** START Extracted records **

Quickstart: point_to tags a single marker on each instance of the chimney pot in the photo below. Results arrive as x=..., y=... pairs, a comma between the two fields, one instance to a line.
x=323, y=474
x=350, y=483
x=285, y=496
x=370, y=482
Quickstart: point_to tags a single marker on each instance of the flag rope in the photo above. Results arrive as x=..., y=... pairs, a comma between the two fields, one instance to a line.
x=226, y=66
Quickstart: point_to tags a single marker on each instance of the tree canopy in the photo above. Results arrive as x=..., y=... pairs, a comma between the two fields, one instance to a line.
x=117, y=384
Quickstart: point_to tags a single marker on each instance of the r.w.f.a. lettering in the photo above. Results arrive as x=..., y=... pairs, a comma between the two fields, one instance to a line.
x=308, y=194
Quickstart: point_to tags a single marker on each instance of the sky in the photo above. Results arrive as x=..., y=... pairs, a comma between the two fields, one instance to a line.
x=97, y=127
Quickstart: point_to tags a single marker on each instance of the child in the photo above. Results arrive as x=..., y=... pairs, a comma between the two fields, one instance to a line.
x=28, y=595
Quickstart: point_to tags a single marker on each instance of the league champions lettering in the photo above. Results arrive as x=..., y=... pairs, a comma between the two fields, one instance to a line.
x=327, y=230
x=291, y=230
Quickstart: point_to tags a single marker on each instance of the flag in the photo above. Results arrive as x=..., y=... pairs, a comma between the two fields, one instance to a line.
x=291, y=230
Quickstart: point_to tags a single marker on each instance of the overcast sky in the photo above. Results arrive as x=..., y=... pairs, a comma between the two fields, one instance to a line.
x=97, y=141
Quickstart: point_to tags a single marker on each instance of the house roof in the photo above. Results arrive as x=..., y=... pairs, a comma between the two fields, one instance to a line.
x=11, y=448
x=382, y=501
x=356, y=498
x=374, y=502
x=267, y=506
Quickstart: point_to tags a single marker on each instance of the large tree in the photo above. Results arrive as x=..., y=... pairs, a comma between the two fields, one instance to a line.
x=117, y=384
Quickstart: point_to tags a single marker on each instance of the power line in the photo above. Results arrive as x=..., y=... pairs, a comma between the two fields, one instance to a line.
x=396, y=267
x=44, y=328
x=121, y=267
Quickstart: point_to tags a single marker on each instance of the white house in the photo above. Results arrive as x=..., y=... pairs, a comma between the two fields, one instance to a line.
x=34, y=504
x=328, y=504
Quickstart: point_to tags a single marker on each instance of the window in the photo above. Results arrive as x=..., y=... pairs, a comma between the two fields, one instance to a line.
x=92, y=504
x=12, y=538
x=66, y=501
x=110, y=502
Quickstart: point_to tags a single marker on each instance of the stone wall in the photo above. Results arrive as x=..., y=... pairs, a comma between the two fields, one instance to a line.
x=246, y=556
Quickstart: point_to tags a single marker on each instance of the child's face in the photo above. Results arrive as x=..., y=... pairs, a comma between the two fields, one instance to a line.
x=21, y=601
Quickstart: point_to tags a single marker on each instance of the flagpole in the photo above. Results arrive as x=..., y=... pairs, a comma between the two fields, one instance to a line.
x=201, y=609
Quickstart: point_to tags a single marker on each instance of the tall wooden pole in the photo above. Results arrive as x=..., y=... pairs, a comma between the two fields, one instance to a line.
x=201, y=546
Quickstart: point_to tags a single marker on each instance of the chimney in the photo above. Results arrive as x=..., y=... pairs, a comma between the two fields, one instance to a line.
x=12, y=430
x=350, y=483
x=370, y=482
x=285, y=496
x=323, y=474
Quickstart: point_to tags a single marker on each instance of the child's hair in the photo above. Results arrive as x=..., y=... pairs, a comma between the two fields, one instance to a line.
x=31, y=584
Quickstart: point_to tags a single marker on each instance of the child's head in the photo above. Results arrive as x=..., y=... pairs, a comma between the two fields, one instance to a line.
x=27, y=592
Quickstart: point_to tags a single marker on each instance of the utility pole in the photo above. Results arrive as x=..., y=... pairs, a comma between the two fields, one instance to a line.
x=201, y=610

** END Extracted records **
** START Extracted records **

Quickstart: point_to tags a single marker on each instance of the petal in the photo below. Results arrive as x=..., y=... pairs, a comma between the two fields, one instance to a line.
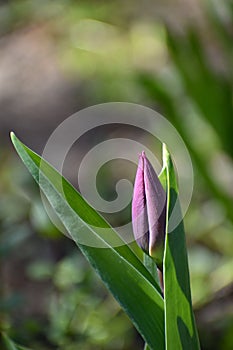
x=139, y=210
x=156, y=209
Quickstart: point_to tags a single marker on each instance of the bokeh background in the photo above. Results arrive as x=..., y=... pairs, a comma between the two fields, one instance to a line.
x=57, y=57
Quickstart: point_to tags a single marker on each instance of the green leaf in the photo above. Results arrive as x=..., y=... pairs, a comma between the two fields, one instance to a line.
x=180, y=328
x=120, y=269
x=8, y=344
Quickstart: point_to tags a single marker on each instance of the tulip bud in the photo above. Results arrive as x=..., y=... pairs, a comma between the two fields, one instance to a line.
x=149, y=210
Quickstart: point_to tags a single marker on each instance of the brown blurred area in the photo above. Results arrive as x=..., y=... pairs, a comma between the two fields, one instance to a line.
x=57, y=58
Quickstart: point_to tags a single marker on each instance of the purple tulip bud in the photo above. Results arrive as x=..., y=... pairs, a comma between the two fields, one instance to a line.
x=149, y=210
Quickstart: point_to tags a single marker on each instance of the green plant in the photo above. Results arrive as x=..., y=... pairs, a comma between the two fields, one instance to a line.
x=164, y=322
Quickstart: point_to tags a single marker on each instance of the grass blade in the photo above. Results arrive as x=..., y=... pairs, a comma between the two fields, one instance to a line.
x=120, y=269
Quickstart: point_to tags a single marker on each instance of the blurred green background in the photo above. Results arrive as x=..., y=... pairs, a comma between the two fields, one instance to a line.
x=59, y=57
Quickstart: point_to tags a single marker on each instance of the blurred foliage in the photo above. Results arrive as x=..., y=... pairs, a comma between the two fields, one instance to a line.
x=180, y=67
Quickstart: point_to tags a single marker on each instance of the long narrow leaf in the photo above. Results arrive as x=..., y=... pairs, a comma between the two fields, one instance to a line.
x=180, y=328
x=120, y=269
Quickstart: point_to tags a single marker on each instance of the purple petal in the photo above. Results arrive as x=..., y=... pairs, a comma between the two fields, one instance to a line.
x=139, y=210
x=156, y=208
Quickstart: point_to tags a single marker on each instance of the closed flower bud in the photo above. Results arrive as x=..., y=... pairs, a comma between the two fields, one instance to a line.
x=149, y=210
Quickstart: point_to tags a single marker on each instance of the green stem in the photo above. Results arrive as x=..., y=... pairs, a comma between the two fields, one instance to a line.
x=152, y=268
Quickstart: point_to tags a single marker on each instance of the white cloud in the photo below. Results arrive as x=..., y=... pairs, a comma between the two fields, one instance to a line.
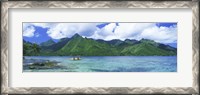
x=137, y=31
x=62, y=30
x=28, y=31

** END Extracted records **
** START Extracted records **

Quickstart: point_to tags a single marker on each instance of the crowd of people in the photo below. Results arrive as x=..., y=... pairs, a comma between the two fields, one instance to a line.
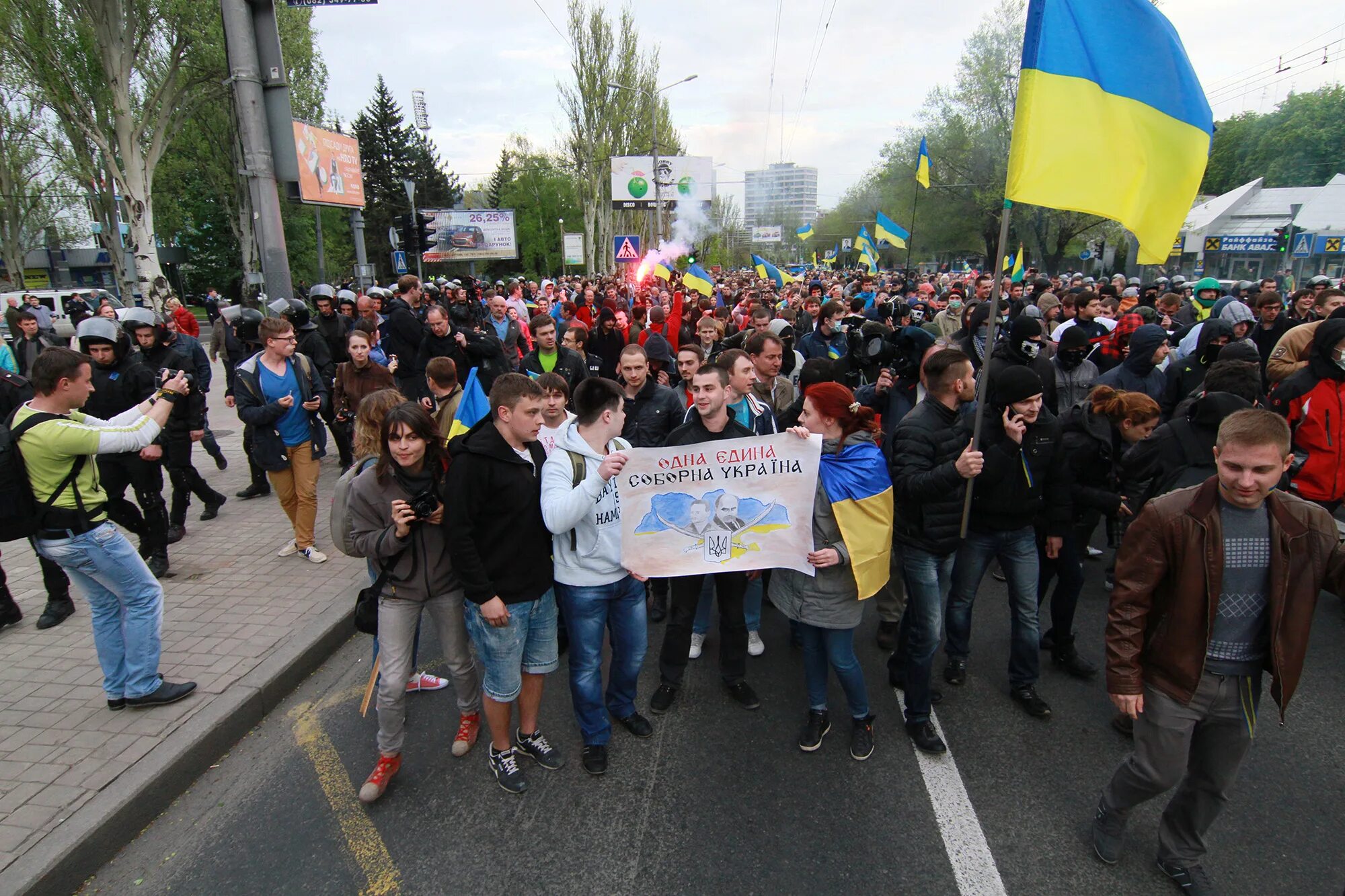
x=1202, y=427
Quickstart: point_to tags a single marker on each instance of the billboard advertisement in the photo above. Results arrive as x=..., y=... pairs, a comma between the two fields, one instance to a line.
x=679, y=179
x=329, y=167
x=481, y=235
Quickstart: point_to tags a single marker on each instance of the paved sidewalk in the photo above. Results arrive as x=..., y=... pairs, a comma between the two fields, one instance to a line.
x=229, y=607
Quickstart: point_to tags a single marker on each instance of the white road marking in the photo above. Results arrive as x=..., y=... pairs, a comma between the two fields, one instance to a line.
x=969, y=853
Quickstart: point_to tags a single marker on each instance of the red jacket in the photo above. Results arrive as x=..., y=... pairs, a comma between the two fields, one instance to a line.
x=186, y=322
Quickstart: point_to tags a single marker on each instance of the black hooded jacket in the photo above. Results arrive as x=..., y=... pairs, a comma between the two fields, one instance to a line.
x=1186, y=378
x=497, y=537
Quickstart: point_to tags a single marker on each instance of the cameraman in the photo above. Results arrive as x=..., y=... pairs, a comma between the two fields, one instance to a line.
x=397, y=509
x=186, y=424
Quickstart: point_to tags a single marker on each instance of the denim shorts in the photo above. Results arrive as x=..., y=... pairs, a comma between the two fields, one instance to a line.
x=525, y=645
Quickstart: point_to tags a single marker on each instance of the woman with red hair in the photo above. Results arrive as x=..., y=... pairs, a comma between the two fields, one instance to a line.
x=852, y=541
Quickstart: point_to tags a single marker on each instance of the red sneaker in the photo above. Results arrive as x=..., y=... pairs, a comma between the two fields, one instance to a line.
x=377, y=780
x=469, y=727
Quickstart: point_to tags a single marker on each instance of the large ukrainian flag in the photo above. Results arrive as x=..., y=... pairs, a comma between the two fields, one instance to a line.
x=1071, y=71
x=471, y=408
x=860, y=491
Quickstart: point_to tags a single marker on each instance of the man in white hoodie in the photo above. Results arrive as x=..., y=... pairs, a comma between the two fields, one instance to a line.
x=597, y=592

** END Extracted records **

Stated goal: Scale the data from the line containing "the white house" through the line containing "x=328, y=504" and write those lines out again, requests included. Multiply each x and y coordinate in the answers by 2.05 and round to whole numbers, with halves rounding up.

Exercise result:
Quickstart: point_to tags a single marker on each instance of the white house in the photo above. Results arrive as x=..., y=... pairs, a comma between the two fields, one instance to a line.
x=70, y=1033
x=672, y=1033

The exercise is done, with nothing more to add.